_AUFGABEN_.
A - Gib den Abschnitt des Interviews wörtlich wieder, der mit den Worten „OA: Durch die“ beginnt und mit „Ende geklappt hat.“ endet.
B - Bei welchem Verein war Fabian laut dem Interview bereits in die Vorbereitung gestartet?

_VORLIEGENDER TEXT_.
◇ ◇ ◇ ◇
Schindler: Das stimmt, ich denke aber auch, dass wir nur wenige Spiele erleben werden, in denen wir zur Pause mit sieben Toren führen. Jedes Spiel in der Vorbereitung hat aufgedeckt, wo wir noch Verbesserungspotenzial haben - das war auch in Konstanz so. Insgesamt sehe ich die Mannschaft in vielen Bereichen aber schon sehr weit, gerade was das Angriffsspiel angeht. Von daher: Ja, noch ist nicht alles perfekt, aber ich bin optimistisch, dass wir von Spiel zu Spiel besser werden.

 

OA: Durch die Verletzung von Martin Nagy mussten Sie noch einmal sehr kurzfristig auf dem Transfermarkt aktiv werden. Wie viel Arbeit steckt hinter solchen nicht eingeplanten Last-Minute-Transfers und wie läuft so etwas ab?

Schindler: In Stunden oder in Tagen? Das war ein brutal schwieriger Transfer und es gab in den vergangenen vier Wochen keinen Abend, an dem wir nicht daran gearbeitet haben. Die Schwierigkeit war, dass Fabian bei Skövde schon in die Vorbereitung gestartet war und natürlich auch Vertrag hatte, sodass auch sie noch einen Ersatz benötigten. Prinzipiell müssen sich alle Seiten bei einem Transfer einig werden. Dazu muss man dann auch noch Gespräche mit anderen Vereinen und Beratern führen. Das war schon sehr umfangreich und vielfältig. Umso zufriedener bin ich, dass es am Ende geklappt hat.

 

[Tilen Kodrin und die anderen Neuzugänge haben in der Vorbereitung bereits einen starken Eindruck hinterlassen, meint Schindler.]

 

OA: Welche Qualität hat der neue Kader und welchen Eindruck haben die Neuzugänge bislang hinterlassen?

Schindler: Individuell hat der Kader noch einmal sehr viel Qualität dazugewonnen. Wozu das am Ende reicht, müssen wir schauen. Ich bin überzeugt, dass wenn sich jeder Spieler weiterentwickelt und wir als Kollektiv zusammenwachsen, wir in den nächsten Jahren eine sehr gute Rolle spielen können. Dafür müssen wir aber natürlich von Anfang an Ergebnisse erzielen, was mit dem jüngsten Kader der Liga nicht einfach wird. Die Neuzugänge bringen ihren Input, aber auch die Spieler aus dem letztjährigen Kader haben nochmal einen großen Schritt nach vorne gemacht. Deshalb macht es unheimlich viel Spaß, die Jungs beim Training zu beobachten. Fakt ist, in den nächsten zwei, drei Monaten werden wir garantiert viele Dinge noch falsch machen. Das ist aufgrund des Alters und der vielen Neuzugänge aber vollkommen normal. Wenn diese Mannschaft schnell zusammenwächst, bin ich überzeugt, dass wir viele gute Ergebnisse erzielen können.
◇ ◇ ◇ ◇
[Gesammelte Daten]
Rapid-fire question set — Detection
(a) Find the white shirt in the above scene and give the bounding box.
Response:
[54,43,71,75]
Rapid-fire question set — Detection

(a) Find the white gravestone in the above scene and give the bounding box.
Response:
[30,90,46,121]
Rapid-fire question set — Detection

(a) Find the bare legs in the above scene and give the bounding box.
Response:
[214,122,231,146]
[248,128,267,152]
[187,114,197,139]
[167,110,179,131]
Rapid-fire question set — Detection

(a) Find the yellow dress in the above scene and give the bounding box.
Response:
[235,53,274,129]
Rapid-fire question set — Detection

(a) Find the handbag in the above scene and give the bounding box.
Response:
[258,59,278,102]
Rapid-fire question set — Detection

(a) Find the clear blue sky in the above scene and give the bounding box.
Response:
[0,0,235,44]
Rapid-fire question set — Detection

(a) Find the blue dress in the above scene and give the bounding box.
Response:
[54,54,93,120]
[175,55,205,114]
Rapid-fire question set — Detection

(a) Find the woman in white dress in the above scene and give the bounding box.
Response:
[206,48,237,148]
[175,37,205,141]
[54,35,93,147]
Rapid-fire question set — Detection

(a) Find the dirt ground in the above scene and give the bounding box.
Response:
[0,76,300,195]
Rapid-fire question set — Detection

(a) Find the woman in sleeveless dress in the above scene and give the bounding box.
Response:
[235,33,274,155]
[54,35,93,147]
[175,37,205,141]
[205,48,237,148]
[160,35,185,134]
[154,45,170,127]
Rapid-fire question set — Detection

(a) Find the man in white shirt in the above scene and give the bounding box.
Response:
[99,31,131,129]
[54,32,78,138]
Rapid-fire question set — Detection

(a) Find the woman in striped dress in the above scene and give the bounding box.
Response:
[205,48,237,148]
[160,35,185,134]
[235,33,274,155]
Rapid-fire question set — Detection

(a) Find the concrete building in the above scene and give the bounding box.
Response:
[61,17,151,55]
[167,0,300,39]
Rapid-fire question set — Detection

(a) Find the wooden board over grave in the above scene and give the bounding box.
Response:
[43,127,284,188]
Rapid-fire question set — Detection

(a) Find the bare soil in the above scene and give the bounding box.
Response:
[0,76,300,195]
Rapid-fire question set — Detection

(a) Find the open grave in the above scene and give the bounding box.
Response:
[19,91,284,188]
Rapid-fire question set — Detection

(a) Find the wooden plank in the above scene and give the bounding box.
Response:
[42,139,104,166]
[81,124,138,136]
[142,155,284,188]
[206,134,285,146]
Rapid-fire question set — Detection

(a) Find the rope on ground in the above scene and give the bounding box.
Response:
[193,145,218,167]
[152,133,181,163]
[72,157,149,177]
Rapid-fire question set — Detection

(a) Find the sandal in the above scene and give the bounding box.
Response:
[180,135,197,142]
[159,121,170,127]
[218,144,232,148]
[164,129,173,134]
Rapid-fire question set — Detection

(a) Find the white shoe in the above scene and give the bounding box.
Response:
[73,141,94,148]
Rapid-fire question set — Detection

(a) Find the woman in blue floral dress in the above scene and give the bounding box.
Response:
◇ ◇ ◇ ◇
_LÖSUNGEN_.
A -
OA: Durch die Verletzung von Martin Nagy mussten Sie noch einmal sehr kurzfristig auf dem Transfermarkt aktiv werden. Wie viel Arbeit steckt hinter solchen nicht eingeplanten Last-Minute-Transfers und wie läuft so etwas ab?

Schindler: In Stunden oder in Tagen? Das war ein brutal schwieriger Transfer und es gab in den vergangenen vier Wochen keinen Abend, an dem wir nicht daran gearbeitet haben. Die Schwierigkeit war, dass Fabian bei Skövde schon in die Vorbereitung gestartet war und natürlich auch Vertrag hatte, sodass auch sie noch einen Ersatz benötigten. Prinzipiell müssen sich alle Seiten bei einem Transfer einig werden. Dazu muss man dann auch noch Gespräche mit anderen Vereinen und Beratern führen. Das war schon sehr umfangreich und vielfältig. Umso zufriedener bin ich, dass es am Ende geklappt hat.

B - Bei Skövde.